Could you reproduce the piece on the Plug-in 2008 Conference word for word, from "For a trade" to "over flashy videos."?

## Quoted passage
________________
As I wandered the Plug-in 2008 Conference this week in downtown San Jose, California, I had an un-original but startling thought: Is Silicon Valley the new Detroit?
For a trade show and conference that is essentially about cars, this one looked nothing like any car show I've ever seen. In fact it looked like a typical computer trade show. The place was swarming with smart, well-dressed 20-somethings and gray hairs were few. Only a handful of cars were on display in the exhibit hall. And the sessions were decidedly technical, preferring performance curve charts and hard data over flashy videos.
These attendees weren't interested in body styling or macho demonstrations of horsepower. They had an entirely different set of things on their minds, like peak oil, climate change, and the uncertain future of transportation.
From the presentations I saw, one thing was clear: These young technologists aren't waiting for the Big Three to lead us into a new era of personal transportation. They're unafraid to admit that we have some serious problems, and they know that we have very little time to accomplish an unprecedented technological revolution. They aren't beholden to the gas-burning technologies of the past. And they're accustomed to working at light-speed, compared to the glacial speed of innovation that characterizes the lumbering old automakers.
Step On It!
Andy Grove, former CEO of Intel, kicked off the conference with a bold challenge to convert 10 million existing gas guzzlers to plug-in hybrids within four years. By comparison, Toyota has only built one million Priuses to date. But for a computer company chairman like Grove, such a challenge is just the thing that gets his juices flowing.
He didn't just issue the challenge, though. He's got plenty of ideas on how to pull it off: A federal tax credit to offset half the cost of the conversion, paid for by licensing fees on all cars, boats, and planes. Give the electricity away for free for the first two years. Harness open source collaboration to speed development. And call on the venture capitalists of Silicon Valley to fund the innovations that are needed.
Transforming our rolling stock so that it can run on mostly electricity is, as another famous computer industry mogul likes to say, a "no-brainer." Peak oil means we have a looming shortage of liquid fuels, but all renewable energy technologies make electricity, not liquid fuels.
With the latest battery technology, most PHEVs can run 40-60 miles on electricity alone. According to Anant Vyas of the Argonne National Laboratory, a 60 mile electric range is enough to offset 75% of vehicle miles traveled.
That could take a hell of a bite out of our consumption of petroleum.
James Winebrake, an expert with the Rochester Institute of Technology and Department of Energy alum, noted that the $500 billion [more like $700 billion now] that we spend on foreign oil is enough to buy every American driver a "neighborhood electric vehicle" over a four-year period.
________________
## Record excerpts
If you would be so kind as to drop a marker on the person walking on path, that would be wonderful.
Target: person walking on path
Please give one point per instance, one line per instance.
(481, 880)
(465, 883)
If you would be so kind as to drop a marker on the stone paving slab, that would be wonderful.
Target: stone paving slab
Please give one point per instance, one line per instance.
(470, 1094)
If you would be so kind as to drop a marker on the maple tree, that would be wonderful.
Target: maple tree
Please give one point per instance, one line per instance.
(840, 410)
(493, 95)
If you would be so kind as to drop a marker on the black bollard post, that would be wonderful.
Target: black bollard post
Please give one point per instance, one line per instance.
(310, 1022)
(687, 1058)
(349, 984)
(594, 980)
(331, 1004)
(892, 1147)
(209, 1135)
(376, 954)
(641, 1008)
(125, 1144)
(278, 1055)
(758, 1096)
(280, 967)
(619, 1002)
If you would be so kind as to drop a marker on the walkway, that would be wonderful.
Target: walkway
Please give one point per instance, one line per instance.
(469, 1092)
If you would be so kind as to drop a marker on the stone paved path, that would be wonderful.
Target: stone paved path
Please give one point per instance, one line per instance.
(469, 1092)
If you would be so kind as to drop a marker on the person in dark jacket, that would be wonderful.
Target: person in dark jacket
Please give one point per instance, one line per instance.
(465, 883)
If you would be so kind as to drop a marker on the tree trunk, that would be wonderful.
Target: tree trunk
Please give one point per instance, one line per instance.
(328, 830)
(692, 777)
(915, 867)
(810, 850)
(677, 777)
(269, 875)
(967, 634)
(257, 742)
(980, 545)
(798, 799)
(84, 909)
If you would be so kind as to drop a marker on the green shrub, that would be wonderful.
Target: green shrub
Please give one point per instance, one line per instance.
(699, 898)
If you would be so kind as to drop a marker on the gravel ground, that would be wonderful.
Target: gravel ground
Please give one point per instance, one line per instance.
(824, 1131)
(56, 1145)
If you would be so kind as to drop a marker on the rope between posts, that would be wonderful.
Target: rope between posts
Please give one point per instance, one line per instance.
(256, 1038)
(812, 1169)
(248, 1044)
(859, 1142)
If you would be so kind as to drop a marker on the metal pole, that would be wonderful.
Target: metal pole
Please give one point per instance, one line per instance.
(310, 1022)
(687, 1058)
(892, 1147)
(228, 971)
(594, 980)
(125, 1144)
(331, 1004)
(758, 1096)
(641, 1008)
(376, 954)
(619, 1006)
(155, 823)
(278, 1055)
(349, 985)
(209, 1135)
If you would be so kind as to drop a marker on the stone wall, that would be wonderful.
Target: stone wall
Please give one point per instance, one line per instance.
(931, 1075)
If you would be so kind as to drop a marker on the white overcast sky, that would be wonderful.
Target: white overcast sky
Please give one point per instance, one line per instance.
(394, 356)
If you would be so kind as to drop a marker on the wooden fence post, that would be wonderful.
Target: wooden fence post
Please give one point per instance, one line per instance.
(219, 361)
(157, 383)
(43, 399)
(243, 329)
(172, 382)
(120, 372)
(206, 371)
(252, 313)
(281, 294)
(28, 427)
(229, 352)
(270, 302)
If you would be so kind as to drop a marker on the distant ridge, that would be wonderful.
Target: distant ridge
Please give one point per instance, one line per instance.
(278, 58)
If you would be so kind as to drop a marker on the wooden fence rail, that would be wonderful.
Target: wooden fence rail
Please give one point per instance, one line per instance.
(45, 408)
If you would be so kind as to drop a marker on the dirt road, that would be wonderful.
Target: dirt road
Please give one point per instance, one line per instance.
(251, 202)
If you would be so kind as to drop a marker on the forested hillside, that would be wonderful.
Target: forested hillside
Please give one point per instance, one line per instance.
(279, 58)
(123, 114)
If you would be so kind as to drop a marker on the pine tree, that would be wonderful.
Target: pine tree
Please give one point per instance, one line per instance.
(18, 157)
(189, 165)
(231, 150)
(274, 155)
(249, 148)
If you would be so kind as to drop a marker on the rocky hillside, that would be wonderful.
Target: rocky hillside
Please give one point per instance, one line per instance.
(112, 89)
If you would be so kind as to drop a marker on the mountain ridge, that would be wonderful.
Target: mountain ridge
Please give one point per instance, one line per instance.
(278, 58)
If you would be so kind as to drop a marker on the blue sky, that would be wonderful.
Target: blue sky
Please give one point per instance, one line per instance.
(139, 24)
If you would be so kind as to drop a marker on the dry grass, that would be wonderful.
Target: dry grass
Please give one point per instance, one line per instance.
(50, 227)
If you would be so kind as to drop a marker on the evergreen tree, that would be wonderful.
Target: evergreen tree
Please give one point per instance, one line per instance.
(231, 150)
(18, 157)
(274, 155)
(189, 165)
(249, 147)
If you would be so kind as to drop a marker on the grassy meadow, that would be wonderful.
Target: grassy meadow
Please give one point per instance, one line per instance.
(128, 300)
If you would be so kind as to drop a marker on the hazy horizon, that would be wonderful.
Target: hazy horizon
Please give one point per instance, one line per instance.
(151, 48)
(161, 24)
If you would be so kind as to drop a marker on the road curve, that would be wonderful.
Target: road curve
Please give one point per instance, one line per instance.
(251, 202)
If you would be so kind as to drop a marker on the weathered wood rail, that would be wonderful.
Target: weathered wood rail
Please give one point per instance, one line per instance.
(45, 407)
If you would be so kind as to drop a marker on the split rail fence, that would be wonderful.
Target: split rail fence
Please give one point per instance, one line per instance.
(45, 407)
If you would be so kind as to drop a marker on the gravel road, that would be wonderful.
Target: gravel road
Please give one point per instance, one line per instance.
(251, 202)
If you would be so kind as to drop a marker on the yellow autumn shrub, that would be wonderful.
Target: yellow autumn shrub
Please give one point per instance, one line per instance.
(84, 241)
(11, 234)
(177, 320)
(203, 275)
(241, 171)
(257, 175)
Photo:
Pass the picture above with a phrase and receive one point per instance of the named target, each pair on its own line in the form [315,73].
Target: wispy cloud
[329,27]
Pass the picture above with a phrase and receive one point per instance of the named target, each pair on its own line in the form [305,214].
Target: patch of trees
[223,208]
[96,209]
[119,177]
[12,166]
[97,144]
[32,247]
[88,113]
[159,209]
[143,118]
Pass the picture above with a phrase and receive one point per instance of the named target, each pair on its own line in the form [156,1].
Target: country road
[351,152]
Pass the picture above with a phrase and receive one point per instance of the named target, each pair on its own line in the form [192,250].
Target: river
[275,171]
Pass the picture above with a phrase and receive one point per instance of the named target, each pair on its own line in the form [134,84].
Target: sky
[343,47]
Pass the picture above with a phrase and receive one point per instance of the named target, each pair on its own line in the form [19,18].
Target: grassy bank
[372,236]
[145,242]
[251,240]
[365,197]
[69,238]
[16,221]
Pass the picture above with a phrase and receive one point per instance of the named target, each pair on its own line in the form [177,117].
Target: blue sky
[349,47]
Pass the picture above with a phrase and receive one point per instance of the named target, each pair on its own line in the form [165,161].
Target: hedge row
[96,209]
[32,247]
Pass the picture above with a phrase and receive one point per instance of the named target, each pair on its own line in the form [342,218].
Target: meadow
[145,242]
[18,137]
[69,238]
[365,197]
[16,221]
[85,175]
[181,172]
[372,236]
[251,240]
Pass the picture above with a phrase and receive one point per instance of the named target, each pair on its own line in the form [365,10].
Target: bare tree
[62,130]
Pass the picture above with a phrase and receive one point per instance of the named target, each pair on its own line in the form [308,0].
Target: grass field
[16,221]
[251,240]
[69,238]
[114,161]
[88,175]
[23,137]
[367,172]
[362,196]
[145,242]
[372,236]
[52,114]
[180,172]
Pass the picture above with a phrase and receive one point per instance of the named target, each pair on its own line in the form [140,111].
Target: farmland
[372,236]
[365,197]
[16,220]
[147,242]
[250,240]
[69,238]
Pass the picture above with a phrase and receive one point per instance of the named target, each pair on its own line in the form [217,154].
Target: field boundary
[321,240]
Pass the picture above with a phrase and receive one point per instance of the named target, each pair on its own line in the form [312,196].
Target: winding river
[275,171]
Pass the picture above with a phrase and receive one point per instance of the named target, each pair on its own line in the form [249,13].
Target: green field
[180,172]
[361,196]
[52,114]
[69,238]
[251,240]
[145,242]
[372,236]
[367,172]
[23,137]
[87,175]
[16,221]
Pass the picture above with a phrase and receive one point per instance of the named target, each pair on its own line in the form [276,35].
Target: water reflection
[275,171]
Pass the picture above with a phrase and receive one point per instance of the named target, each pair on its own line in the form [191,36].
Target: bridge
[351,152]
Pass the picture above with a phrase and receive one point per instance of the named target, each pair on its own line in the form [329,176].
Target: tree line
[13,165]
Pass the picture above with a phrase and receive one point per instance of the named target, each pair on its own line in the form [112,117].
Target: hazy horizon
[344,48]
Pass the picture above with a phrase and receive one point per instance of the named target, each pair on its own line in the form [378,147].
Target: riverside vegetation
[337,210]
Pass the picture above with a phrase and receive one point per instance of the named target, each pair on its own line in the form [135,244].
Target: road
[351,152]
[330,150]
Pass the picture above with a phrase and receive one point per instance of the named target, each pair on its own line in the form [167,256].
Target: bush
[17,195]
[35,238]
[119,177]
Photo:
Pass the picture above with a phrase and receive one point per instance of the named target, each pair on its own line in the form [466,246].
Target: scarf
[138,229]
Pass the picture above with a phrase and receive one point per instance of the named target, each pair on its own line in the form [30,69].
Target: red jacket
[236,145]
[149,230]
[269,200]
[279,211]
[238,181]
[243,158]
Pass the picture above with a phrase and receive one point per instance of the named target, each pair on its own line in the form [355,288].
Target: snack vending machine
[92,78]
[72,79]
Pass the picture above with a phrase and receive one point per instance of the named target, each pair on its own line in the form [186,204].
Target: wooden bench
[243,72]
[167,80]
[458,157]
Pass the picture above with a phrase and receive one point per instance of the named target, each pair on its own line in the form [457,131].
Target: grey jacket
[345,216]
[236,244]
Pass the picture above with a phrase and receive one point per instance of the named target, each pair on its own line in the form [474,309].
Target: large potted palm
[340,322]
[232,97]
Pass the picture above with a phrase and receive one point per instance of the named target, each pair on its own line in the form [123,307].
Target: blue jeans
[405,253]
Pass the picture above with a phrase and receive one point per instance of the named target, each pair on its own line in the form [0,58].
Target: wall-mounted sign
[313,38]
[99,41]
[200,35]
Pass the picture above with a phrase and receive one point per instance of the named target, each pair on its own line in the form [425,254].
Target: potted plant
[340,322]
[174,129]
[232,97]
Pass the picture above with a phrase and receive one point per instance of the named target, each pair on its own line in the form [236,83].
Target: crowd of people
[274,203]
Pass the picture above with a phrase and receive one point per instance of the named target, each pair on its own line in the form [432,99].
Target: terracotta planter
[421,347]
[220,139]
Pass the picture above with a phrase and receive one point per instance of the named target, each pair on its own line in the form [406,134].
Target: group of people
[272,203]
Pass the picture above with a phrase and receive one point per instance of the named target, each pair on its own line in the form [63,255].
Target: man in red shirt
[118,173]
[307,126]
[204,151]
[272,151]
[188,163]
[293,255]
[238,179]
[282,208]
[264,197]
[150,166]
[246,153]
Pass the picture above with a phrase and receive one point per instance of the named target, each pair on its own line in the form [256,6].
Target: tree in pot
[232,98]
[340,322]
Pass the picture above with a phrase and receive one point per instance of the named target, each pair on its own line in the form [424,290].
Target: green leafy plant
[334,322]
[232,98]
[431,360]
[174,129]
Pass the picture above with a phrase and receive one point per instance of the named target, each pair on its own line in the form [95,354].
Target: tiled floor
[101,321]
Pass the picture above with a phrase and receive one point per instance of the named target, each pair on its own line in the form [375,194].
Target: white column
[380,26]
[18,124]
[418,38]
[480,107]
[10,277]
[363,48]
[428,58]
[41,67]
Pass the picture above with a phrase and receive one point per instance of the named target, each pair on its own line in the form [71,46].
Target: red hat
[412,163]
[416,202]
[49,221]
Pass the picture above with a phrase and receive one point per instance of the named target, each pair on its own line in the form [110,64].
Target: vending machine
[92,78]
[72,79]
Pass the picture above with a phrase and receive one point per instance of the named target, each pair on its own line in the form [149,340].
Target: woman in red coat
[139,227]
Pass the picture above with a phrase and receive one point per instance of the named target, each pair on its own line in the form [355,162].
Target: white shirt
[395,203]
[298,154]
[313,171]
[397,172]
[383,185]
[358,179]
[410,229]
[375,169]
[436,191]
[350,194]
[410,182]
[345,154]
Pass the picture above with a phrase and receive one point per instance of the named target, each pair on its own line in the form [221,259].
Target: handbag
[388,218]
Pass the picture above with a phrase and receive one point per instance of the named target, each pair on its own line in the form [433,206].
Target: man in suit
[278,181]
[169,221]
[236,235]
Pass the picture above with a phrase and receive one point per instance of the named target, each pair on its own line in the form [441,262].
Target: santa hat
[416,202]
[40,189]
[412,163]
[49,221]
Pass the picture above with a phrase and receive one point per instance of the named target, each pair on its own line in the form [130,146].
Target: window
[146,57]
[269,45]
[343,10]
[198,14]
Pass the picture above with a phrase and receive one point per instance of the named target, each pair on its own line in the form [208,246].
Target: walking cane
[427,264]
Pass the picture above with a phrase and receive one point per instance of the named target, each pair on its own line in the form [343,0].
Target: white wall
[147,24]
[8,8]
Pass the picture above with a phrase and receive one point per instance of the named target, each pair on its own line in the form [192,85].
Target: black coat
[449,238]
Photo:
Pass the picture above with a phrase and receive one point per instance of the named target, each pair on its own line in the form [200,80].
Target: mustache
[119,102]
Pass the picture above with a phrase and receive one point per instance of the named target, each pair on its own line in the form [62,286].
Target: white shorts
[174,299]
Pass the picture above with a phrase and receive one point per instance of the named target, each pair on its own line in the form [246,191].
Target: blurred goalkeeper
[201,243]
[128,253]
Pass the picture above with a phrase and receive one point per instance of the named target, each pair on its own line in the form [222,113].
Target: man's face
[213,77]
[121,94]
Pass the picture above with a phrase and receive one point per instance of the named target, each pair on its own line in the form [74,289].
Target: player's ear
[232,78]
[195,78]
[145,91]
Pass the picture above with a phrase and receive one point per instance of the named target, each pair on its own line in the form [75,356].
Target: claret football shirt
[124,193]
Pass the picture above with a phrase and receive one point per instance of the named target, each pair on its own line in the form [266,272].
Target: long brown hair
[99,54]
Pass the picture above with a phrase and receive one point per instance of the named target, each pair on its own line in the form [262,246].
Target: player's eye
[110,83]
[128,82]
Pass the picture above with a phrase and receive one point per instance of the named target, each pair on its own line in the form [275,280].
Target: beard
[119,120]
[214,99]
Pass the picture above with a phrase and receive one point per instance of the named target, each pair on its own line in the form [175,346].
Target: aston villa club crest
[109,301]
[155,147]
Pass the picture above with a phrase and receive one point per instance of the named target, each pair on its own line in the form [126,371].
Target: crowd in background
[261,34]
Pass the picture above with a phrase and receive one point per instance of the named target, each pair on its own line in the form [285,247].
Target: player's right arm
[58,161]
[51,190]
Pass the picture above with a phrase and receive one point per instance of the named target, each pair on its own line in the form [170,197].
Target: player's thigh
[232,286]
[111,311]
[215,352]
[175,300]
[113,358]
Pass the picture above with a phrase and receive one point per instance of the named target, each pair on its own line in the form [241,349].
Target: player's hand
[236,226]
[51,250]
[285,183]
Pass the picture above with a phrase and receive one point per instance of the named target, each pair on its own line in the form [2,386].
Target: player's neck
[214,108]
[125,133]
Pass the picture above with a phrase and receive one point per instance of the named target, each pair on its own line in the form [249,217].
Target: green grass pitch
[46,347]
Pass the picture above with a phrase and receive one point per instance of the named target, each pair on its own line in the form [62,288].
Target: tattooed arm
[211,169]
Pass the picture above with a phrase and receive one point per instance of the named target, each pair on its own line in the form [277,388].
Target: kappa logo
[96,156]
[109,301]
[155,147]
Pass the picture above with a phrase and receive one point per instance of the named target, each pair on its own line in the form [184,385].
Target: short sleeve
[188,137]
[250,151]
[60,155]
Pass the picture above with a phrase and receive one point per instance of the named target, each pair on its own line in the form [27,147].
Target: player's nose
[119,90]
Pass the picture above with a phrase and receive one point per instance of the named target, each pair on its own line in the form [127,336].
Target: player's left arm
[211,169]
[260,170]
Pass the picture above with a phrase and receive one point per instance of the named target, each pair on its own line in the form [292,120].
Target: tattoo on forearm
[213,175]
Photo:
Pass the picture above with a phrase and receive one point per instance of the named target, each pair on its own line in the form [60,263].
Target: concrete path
________________
## Final result
For a trade show and conference that is essentially about cars, this one looked nothing like any car show I've ever seen. In fact it looked like a typical computer trade show. The place was swarming with smart, well-dressed 20-somethings and gray hairs were few. Only a handful of cars were on display in the exhibit hall. And the sessions were decidedly technical, preferring performance curve charts and hard data over flashy videos.